## TASK DIRECTIONS
What you return must match the records exactly.

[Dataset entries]
________

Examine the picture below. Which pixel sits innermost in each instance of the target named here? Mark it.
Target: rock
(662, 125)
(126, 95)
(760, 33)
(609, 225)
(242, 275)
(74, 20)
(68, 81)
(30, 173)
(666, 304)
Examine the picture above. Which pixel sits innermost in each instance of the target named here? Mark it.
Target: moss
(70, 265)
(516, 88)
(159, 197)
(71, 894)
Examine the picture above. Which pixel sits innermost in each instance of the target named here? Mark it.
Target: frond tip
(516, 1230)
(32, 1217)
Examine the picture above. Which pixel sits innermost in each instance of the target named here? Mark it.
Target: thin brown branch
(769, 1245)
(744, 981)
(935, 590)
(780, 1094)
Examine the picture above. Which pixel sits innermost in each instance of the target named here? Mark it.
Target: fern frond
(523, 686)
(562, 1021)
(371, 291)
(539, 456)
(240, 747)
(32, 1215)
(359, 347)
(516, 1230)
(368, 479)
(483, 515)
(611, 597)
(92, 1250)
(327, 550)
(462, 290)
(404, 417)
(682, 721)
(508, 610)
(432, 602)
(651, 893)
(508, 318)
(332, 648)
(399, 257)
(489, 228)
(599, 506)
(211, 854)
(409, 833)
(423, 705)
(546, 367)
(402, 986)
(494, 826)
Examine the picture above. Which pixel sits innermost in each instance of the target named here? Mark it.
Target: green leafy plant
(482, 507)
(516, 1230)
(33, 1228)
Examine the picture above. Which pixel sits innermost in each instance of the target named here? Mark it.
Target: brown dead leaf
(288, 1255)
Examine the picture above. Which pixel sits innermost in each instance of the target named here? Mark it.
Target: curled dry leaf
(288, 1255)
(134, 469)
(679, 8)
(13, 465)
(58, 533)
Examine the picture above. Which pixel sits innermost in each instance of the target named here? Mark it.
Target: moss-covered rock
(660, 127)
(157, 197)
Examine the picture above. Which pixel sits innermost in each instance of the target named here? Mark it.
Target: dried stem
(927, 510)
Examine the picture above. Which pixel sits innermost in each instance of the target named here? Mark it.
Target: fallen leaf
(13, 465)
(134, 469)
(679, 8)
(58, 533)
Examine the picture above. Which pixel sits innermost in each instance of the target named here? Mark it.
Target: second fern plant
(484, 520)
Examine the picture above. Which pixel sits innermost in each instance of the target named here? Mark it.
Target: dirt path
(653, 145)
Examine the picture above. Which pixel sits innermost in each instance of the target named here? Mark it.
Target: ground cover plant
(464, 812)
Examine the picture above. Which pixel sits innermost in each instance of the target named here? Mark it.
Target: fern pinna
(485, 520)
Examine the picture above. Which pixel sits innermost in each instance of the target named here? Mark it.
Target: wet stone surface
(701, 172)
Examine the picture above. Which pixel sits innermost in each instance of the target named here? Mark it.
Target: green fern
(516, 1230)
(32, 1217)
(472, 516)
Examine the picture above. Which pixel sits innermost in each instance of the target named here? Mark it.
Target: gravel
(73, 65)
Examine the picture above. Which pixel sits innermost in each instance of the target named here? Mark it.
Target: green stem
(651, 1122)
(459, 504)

________

## TASK RESULT
Examine the picture below. Which pixel sits innermost in each instance of the target named here? Mark it.
Target: rock
(662, 125)
(126, 95)
(760, 33)
(609, 225)
(242, 275)
(74, 20)
(68, 81)
(30, 173)
(666, 304)
Examine the picture above. Which pixel sits innermost in each instance of the target named here? Mark it.
Target: moss
(70, 265)
(516, 88)
(159, 197)
(71, 894)
Examine the picture above. Which pixel sits innermost in each instance of the target named here? Mark it.
Target: frond tip
(516, 1230)
(32, 1217)
Examine the picture above. Which pixel sits innermost in each instance of the target named here? Mark it.
Target: thin brown branch
(769, 1245)
(744, 981)
(935, 590)
(780, 1094)
Examine the picture above. Which pixel sits innermost in each instance of the target named here? Mark it.
Target: fern frond
(523, 686)
(562, 1021)
(371, 291)
(539, 456)
(240, 747)
(32, 1215)
(359, 347)
(516, 1230)
(368, 479)
(483, 515)
(611, 597)
(92, 1250)
(327, 550)
(462, 290)
(404, 417)
(682, 721)
(508, 610)
(432, 602)
(651, 893)
(508, 318)
(332, 648)
(399, 257)
(489, 228)
(599, 506)
(211, 854)
(409, 833)
(423, 705)
(546, 367)
(402, 986)
(494, 826)
Examine the picture above. Which pixel sits innermost in each instance of the target named here? Mark it.
Target: green leafy plant
(482, 507)
(516, 1230)
(33, 1228)
Examine the picture above. Which pixel sits innermost in each instance of the target named here? Mark it.
Target: brown dead leaf
(288, 1255)
Examine the picture above. Which pixel sits innermost in each instance of the target named here? Mark it.
Target: curled dry leaf
(288, 1255)
(134, 469)
(679, 8)
(13, 465)
(58, 533)
Examine the picture above. Which pixel sits innermost in each instance of the target named here? Mark it.
Target: moss-covered rock
(660, 127)
(157, 197)
Examine the picture above. Which pixel sits innermost in each instance of the target named here? Mark it.
Target: dried stem
(927, 510)
Examine the picture above. Which pixel sits innermost in each instance of the target named here? Mark it.
Target: fallen leaf
(13, 465)
(134, 469)
(679, 8)
(58, 533)
Examine the picture above. Which pixel sits innermost in each instance of the target named here? Mark it.
Target: second fern plant
(484, 520)
Examine the picture above. Which pixel sits innermost in each instance of the target named here? Mark it.
Target: dirt path
(653, 145)
Examine the picture above. Which pixel sits innermost in each instance of the target named here? Mark it.
Target: ground cover plant
(464, 812)
Examine the picture above. Which pixel sits innermost in each instance of the target named here? Mark it.
Target: fern pinna
(485, 520)
Examine the picture above. Which pixel sits innermost in each instance of the target named here? Mark it.
Target: wet stone surface
(701, 172)
Examine the picture above. Which pixel sits innermost in each instance of the target named here? Mark it.
Target: green fern
(516, 1230)
(32, 1217)
(472, 516)
Examine the picture above. Which pixel sits innermost in each instance of the target named here? Mark it.
Target: gravel
(73, 65)
Examine the picture above. Which pixel sits innermost in each instance of the target named here? Mark it.
Target: green stem
(651, 1122)
(459, 504)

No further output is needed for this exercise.